▸ **What is required**
Write the next part of the account of the predawn trek over the Larke Pass, starting after its last sentence.

▸ **Supplied passage**
▼

Was it such a good idea?

There are times when you wonder whether your adventurous wandering tendencies are purely self indulgent, and you’ve brought your family into your sticky web. This invariably happens when things get tough. Despite waking up to the excitement of “pass day”, something we’d been building towards for over two weeks the happiness soon waned in some quarters.

After a hurried breakfast of bland porridge at 0400, we all stayed huddled in the unseated room sheltering from the cold until everything was ready for pre dawn departure over the 5100m Larke Pass. Fortunately a starry sky greeted us after the snow of the previous evening, and everything crunched underfoot in the dark. A small conga line of trekkers’ head torches lead the way up a steep moraine wall above Dharmapala towards the Larke pass. We followed suit, the sharp climb a rude wake up call. As Orion shone overhead in the inky blackness (upside down for us) the gentle katabatic breeze, only a couple of knots strong, cut icy daggers into any exposed skin.

With no thermometer, we don’t know how cold it was, but it must have been below minus 10c, but not quite at my well calibrated “snot and mucus in nose freezing point” of minus 14c. The cold quickly sapped heat from boots and after a couple of kilometres everyone – except Ben and I had toes going numb.

▲

▸ **Data provided**

▼

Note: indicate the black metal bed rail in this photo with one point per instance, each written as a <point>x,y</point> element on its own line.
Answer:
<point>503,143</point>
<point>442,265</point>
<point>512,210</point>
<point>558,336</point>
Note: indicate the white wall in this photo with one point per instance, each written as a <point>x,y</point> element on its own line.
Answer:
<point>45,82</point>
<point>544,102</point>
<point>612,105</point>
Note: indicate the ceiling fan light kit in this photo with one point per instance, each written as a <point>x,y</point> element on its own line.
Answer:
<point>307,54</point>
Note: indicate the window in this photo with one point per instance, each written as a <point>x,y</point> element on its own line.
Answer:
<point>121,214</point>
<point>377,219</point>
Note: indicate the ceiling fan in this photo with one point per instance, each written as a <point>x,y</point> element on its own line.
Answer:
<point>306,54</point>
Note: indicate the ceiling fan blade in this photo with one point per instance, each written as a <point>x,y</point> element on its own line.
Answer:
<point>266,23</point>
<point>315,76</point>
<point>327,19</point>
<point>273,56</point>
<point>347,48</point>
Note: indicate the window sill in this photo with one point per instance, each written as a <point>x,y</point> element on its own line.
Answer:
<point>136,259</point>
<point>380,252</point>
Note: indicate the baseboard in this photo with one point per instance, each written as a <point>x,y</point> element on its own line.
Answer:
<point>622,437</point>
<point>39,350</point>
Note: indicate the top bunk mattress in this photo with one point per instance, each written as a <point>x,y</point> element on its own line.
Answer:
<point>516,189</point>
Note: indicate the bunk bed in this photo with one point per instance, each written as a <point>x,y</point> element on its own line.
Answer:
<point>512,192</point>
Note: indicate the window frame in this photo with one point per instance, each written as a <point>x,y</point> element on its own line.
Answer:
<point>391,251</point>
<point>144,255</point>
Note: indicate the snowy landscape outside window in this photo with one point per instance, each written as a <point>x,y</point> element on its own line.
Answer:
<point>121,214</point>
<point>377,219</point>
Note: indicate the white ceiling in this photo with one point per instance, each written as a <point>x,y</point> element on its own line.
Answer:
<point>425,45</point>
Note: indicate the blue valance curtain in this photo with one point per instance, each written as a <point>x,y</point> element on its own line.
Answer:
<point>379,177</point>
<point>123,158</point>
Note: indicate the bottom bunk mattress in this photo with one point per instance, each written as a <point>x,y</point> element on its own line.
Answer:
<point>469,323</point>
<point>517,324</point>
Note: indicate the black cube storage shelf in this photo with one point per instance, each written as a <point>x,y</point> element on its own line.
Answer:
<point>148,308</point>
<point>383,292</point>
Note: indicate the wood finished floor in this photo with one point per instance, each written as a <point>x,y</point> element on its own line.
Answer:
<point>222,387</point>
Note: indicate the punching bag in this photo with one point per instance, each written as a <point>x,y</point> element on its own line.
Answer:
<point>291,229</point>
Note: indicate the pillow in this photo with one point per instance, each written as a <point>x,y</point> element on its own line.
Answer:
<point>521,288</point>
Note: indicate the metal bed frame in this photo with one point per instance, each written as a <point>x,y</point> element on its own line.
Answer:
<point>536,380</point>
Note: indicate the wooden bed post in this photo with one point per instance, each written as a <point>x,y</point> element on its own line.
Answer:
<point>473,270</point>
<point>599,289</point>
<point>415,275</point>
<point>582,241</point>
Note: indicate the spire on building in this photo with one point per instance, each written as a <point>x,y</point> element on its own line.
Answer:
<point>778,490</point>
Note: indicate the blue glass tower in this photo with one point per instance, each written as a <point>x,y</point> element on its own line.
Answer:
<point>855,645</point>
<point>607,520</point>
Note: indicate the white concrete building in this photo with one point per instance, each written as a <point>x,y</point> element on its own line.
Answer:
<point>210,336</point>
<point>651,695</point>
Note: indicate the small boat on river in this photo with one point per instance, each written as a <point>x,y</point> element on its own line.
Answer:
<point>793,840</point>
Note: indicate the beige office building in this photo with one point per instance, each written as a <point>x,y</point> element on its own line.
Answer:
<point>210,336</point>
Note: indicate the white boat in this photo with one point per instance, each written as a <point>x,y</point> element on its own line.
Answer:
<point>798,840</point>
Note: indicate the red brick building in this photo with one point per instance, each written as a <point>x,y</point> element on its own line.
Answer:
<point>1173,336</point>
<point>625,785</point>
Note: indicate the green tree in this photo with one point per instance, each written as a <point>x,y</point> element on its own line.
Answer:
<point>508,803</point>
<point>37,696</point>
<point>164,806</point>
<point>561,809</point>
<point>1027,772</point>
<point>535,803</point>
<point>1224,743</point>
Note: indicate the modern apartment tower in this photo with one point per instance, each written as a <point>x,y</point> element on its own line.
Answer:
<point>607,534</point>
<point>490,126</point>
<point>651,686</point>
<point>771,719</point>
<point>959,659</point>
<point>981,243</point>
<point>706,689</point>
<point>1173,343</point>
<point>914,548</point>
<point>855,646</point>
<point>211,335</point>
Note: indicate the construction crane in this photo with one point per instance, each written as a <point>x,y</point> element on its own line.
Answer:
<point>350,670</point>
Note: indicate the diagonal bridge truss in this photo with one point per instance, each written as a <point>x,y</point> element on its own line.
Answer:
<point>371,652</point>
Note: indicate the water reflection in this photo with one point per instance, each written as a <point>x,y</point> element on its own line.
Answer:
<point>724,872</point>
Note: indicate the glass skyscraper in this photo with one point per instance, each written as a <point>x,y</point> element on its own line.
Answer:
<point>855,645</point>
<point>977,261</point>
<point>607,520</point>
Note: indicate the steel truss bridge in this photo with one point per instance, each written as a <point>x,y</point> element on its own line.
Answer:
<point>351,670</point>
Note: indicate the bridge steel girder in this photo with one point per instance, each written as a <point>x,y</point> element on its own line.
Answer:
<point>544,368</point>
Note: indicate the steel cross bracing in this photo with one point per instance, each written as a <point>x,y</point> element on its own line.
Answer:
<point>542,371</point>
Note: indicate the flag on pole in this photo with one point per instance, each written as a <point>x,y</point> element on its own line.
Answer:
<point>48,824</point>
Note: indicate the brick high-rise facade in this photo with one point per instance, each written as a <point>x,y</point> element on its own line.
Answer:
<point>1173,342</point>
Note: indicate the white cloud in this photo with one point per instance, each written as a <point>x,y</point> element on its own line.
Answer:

▲

▸ **Output of the exercise**
By this point, dawn was in full swing and the glow behind us was getting brighter. The snow capped peaks glowed white against a light pink and purple sky. The distraction of the scenery did little to change the mood. Soon the sun hit the peaks, but the cold remained as we were still in shadow.

It is during times of stress that different personalities come out. Some just suck it up and get on with it quietly, others need help dealing with it, even if there’s not much that can be done. And frustrations abounded. It was helpful to have an impartial rational observer in our guide Chhewang to reinforce some tactics in dealing with the situation.

It was at this stage, in the cold, that I was regretting bringing everyone here. Maybe I should have just come to Nepal on my own.

As the shadows slowly receded, and we were bathed in our star’s weak glow we were suddenly hit a new lease of life. The warmth at this point in the mountains is as much physical as psychological and is overwhelming. The pace picked up, as much as it can at altitude, and the twin lines of 6000m peaks that frame the pass kept drawing our attention.

The track itself initially followed the edge of the glacier moraine, that huge pile of rock and dirt pushed up by the incredible force of the river of ice made from the tributaries of steep glaciers of the surrounding peaks. Soon, the track wound its way across the moraine, kilometre after kilometre of rock hopping. The thick layer of rocks and dirt masking the ice river beneath.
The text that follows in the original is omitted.